Data to process
==================================================
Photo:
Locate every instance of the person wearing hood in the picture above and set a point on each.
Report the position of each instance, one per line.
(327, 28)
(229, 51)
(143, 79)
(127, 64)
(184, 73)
==================================================
Your assignment
Beginning at the line that holds "Locate every instance", reproduce the lines exactly up to and including the final line of the entries.

Exercise solution
Locate every instance of the person wearing hood in the picture above and set a point on each.
Report the position of each instance, one per line.
(327, 28)
(229, 51)
(143, 79)
(127, 64)
(184, 73)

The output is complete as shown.